Advice Parenting

White Shirt, Red Pants

October 27, 2016

Moms today have so much information at their fingertips- books outlining what to expect at every milestone, advice from family, friends and of course, the almighty Google. Yet there comes a time when ALL that information pales in comparison to a gut feeling, a sense, to mother’s intuition.

My first son was born in 2004. Two weeks overdue, he came into this world round and delicious and happy. A champion sleeper. A champion eater, once I gave up breast feeding (Motherlucker story here…) He turned one on April 3rd, 2005 and welcomed his baby brother the very next day. (Yup. Another Motherlucker moment) He hit every milestone.

At two I noticed that certain sounds really annoyed him. The whir of lawn mowers made him cover his ears. Planes flying overhead made him run inside the house.  You can guess my worry. I had read and seen too much to not wonder if these sensitivities were an indicator of Autism. I called my pediatrician. She didn’t tell me I was silly. She went through a checklist. Was he talking? Was he able to look people in the eye? Was he social? Yes. Yes. YES! She assured me that he was fine. All was right in my world.

GIVEN DATA —
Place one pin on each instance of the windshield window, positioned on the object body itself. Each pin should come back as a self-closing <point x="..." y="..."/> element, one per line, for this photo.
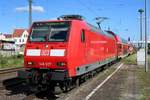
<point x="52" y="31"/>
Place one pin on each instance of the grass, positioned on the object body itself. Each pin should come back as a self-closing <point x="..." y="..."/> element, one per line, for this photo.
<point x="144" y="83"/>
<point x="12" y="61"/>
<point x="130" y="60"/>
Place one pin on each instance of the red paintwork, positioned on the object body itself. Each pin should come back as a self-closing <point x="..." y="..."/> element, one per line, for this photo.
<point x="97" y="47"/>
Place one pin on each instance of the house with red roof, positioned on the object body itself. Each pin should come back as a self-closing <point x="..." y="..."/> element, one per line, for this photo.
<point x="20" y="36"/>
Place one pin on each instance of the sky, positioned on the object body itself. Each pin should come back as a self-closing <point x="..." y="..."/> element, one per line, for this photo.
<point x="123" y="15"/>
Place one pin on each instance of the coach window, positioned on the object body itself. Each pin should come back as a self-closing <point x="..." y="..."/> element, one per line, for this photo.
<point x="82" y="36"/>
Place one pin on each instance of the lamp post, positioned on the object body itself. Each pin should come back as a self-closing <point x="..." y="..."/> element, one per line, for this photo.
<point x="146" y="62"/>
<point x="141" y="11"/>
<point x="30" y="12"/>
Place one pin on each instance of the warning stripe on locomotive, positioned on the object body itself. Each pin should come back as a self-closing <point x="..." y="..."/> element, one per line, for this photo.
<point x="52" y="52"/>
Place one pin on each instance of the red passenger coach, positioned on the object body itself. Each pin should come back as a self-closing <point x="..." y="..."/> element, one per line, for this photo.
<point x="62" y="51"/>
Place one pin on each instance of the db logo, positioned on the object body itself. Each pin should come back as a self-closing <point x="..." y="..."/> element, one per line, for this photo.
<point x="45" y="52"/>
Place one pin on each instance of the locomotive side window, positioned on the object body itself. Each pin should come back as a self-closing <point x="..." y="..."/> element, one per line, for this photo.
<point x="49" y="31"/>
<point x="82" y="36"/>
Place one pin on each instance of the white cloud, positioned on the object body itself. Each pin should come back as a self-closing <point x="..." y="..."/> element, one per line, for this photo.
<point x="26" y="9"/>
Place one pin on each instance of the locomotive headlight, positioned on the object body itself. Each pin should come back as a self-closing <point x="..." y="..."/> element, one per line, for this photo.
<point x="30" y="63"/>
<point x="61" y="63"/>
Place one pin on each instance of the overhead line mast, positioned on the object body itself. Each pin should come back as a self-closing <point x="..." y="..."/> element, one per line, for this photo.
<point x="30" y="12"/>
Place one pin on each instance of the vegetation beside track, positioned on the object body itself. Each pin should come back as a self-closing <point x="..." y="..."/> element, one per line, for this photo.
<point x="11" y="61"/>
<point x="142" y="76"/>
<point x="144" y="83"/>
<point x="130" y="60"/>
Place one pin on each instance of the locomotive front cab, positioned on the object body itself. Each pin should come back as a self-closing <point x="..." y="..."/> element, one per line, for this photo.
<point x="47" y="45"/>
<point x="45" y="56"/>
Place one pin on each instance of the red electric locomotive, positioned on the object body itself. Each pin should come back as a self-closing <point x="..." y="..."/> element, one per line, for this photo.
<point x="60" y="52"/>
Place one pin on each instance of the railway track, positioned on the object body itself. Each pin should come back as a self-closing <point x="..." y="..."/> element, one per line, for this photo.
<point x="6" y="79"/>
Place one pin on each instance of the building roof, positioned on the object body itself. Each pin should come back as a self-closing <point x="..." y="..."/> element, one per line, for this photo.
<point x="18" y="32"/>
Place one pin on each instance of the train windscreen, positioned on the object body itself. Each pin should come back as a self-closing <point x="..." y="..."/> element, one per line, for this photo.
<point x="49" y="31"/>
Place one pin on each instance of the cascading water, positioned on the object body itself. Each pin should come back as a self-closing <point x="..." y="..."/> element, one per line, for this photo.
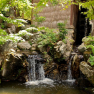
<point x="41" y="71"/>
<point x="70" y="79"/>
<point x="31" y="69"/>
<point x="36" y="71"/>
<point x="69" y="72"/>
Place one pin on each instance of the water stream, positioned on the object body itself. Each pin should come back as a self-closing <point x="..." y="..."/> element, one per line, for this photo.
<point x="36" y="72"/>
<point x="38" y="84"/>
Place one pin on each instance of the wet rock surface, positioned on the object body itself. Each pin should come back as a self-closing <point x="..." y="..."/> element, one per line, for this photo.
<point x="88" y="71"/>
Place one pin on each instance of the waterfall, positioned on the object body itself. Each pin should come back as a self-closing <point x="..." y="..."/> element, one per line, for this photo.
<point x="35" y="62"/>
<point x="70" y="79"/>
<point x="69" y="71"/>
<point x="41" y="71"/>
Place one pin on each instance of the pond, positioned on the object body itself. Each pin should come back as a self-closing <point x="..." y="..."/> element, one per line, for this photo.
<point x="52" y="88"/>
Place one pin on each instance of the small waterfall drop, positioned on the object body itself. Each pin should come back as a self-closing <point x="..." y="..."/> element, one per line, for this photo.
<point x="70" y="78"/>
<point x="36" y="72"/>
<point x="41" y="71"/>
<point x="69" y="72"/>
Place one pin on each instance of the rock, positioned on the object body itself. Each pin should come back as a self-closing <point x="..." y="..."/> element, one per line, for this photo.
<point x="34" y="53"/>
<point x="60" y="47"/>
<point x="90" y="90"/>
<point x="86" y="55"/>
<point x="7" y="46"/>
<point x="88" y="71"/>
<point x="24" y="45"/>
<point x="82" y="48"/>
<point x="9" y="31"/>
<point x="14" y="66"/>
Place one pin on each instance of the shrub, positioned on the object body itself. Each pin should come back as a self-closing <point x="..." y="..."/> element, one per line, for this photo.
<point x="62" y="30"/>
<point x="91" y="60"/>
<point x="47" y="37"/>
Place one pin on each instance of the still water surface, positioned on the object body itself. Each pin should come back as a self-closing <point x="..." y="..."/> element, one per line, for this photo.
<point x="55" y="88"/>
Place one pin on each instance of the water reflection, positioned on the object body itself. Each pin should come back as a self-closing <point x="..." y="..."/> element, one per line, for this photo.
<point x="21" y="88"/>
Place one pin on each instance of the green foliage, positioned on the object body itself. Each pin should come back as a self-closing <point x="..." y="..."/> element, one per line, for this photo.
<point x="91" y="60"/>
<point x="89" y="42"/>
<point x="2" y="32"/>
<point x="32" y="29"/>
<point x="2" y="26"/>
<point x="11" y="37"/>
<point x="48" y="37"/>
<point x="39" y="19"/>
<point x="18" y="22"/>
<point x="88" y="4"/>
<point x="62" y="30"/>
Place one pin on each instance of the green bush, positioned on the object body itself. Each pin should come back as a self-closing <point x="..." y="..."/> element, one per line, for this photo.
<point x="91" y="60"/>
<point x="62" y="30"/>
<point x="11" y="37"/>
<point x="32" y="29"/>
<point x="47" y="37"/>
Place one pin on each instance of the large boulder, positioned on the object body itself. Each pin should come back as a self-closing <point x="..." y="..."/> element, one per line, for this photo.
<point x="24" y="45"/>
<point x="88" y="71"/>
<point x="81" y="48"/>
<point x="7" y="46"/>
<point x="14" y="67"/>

WORK REQUEST — Please list every question the pediatrician asked from her checklist in the parenting post. The material plays no part here.

FINISHED EXERCISE —
- Was he talking?
- Was he able to look people in the eye?
- Was he social?